[The request]:
Reproduce every line of the records below word for word, omitting the pictures.

[BEGIN Data provided]

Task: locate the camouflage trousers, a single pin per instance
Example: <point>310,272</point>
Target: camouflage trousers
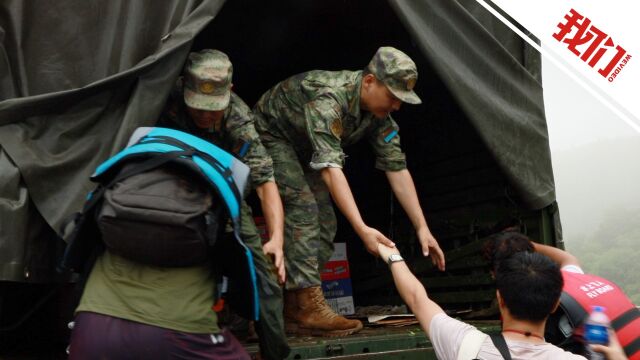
<point>270,327</point>
<point>310,223</point>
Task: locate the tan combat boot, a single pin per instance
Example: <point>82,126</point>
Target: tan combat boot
<point>316,318</point>
<point>290,312</point>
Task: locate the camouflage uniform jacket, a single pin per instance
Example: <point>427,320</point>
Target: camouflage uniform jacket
<point>235,133</point>
<point>318,113</point>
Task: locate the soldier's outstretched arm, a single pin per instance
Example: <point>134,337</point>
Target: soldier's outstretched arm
<point>274,217</point>
<point>342,196</point>
<point>403,187</point>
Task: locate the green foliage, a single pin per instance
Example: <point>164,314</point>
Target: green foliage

[END Data provided]

[Exercise output]:
Task: locate the camouflage trousers, a single pin per instance
Example: <point>310,272</point>
Target: camouflage trousers
<point>270,327</point>
<point>310,223</point>
Task: locate the tan combat boot, a single pin per instance
Example: <point>82,126</point>
Target: tan combat boot
<point>316,318</point>
<point>290,312</point>
Task: locate the camouflage uniform jacket, a single pin per instance
Example: <point>427,320</point>
Target: camouflage uniform jacket
<point>235,133</point>
<point>318,113</point>
Task: locate the soldier's outstretched arm, a single pin per instance
Example: <point>134,337</point>
Target: soldier's outstretched arm
<point>274,217</point>
<point>342,196</point>
<point>403,187</point>
Task: locate the green foliage, a single pin per instance
Example: <point>164,314</point>
Target: green foliage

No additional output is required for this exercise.